:: TASK ::
How many lines in the records below contain the string "fence"? Matching is case-sensitive. Reply with the number only.
══ GIVEN RECORDS ══
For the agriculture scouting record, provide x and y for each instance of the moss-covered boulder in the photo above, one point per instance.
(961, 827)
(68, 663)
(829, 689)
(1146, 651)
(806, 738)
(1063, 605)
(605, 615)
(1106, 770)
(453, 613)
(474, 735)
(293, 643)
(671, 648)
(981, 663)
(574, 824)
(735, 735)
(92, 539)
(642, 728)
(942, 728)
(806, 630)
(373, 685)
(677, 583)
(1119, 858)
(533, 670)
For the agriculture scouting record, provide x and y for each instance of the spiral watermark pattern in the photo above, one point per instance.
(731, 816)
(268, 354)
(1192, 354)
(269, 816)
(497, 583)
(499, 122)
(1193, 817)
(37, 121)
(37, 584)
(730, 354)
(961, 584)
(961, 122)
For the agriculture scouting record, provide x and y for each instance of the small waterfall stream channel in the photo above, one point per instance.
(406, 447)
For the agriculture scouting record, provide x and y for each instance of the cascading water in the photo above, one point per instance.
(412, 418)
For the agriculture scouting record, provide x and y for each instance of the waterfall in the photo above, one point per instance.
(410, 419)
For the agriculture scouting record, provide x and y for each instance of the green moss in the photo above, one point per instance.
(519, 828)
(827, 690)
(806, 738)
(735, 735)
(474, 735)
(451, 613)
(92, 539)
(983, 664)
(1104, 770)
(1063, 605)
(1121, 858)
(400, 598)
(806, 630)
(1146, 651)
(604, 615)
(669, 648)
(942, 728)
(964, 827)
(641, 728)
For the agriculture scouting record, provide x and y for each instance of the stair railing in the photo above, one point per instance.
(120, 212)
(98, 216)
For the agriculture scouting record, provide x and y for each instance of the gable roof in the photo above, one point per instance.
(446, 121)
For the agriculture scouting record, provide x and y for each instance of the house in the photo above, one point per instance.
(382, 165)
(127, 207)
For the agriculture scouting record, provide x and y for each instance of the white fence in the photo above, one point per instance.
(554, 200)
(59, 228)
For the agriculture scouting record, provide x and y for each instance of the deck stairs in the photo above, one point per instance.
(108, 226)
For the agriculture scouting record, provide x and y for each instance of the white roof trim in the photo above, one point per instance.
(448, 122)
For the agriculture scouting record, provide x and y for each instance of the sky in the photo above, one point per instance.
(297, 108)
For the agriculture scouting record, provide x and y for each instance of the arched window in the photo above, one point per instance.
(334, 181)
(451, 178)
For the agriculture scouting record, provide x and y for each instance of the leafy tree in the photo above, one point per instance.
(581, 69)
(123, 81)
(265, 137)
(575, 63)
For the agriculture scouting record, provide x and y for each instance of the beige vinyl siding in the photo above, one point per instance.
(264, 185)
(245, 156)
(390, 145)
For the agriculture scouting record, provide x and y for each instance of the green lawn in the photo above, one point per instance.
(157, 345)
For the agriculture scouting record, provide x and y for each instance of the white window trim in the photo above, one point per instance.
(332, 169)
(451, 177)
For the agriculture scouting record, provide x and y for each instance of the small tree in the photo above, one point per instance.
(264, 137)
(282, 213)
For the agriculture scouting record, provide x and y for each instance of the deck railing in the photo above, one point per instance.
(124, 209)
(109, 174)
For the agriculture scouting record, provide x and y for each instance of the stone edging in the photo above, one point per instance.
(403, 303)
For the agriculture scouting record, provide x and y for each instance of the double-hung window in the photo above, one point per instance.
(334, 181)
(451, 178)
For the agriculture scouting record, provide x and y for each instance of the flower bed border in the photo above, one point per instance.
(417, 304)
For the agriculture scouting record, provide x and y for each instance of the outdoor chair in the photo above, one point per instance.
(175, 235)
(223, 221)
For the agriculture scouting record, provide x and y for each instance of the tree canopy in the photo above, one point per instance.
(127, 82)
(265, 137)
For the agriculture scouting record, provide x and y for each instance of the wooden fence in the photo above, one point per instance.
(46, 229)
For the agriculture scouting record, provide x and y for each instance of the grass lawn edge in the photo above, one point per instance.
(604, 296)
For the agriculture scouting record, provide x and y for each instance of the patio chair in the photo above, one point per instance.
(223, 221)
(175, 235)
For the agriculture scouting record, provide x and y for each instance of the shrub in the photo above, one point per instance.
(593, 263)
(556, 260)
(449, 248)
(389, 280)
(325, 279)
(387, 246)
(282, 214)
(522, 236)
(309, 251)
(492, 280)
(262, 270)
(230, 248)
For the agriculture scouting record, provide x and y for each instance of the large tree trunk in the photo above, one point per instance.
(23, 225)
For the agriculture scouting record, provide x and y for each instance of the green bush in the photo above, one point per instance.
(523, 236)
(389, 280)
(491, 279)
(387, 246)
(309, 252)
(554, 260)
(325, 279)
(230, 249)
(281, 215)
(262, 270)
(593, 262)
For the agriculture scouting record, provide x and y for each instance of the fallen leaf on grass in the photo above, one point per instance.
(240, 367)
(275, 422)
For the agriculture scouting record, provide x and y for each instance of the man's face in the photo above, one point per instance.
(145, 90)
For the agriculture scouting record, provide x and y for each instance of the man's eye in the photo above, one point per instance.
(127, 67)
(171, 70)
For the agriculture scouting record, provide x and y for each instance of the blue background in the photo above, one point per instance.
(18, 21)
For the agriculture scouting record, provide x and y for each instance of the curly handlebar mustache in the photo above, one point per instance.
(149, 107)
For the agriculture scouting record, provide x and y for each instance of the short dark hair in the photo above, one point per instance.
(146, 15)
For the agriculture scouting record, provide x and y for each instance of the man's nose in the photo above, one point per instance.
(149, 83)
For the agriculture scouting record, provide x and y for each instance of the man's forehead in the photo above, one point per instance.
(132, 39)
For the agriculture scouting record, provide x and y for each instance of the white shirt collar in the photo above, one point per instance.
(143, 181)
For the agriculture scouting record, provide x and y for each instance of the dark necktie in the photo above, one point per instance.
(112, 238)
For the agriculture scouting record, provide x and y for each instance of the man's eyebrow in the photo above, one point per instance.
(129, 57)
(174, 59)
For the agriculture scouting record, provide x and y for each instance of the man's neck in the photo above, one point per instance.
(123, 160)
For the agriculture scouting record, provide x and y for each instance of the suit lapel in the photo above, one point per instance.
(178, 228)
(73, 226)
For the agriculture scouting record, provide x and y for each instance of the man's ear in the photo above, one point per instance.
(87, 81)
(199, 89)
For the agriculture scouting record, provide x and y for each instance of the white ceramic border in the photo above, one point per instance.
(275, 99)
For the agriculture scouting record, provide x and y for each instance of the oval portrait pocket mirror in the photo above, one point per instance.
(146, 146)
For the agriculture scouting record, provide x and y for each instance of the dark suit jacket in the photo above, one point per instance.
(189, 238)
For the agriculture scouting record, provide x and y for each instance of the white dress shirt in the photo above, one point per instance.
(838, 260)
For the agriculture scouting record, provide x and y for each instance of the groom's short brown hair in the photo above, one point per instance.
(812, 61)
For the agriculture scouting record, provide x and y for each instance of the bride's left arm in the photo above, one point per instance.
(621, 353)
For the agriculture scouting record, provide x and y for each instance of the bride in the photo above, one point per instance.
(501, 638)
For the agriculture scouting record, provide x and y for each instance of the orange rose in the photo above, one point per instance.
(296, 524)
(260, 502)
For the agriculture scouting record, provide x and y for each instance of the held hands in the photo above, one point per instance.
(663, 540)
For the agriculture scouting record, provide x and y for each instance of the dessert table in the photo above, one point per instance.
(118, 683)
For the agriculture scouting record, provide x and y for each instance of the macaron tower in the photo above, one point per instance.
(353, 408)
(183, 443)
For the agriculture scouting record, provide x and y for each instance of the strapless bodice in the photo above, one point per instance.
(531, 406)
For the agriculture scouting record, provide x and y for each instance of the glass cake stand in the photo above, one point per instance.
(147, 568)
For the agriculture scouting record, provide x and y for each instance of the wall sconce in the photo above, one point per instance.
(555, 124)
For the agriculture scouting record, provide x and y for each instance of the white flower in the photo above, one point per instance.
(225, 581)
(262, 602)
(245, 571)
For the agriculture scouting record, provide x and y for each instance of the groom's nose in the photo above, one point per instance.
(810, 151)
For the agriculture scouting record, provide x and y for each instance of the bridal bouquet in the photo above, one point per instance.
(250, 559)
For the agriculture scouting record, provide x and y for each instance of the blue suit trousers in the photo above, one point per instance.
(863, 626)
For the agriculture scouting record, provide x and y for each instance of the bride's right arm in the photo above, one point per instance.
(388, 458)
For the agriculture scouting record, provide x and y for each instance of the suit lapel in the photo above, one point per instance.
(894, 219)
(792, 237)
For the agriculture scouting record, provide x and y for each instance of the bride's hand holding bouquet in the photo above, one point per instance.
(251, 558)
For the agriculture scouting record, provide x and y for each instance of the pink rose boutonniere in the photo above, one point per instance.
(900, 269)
═══
══ GIVEN RECORDS ══
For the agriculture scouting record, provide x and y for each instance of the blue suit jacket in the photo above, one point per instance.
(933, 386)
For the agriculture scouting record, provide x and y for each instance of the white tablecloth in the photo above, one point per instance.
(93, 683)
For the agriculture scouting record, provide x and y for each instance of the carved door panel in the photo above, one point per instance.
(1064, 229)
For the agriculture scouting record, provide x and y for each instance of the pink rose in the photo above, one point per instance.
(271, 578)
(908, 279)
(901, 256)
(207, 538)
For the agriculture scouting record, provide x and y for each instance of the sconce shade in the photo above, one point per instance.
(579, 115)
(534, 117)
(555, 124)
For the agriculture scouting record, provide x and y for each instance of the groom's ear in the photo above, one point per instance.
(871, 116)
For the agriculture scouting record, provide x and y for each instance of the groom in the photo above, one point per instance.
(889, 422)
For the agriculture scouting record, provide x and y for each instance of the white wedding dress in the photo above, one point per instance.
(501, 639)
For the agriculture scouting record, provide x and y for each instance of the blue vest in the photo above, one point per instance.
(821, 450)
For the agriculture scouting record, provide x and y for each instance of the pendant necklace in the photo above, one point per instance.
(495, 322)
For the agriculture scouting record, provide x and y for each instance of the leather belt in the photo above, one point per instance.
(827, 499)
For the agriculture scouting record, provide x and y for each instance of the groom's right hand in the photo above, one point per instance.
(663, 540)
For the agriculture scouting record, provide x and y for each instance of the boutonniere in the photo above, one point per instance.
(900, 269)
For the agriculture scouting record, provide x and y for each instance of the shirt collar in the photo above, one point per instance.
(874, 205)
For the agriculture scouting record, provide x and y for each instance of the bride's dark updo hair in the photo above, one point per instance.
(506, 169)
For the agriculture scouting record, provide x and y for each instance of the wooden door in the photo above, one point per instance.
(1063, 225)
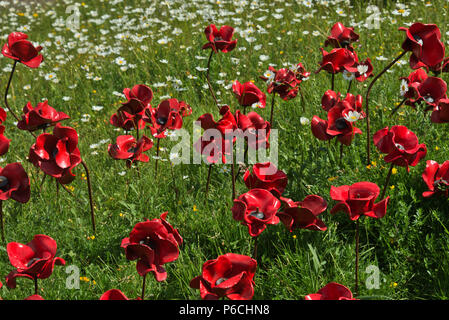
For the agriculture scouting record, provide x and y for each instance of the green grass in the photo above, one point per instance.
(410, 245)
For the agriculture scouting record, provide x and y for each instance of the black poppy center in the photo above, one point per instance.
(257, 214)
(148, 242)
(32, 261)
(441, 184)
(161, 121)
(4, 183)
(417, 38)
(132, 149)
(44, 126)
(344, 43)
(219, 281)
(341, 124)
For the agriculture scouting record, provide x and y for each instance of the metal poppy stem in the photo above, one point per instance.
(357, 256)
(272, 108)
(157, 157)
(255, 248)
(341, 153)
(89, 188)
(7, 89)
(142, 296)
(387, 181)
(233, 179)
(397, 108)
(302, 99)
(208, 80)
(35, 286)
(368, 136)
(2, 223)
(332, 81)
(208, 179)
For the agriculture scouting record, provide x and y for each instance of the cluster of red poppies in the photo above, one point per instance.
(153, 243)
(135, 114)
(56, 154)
═══
:: FINAL ANSWER ::
2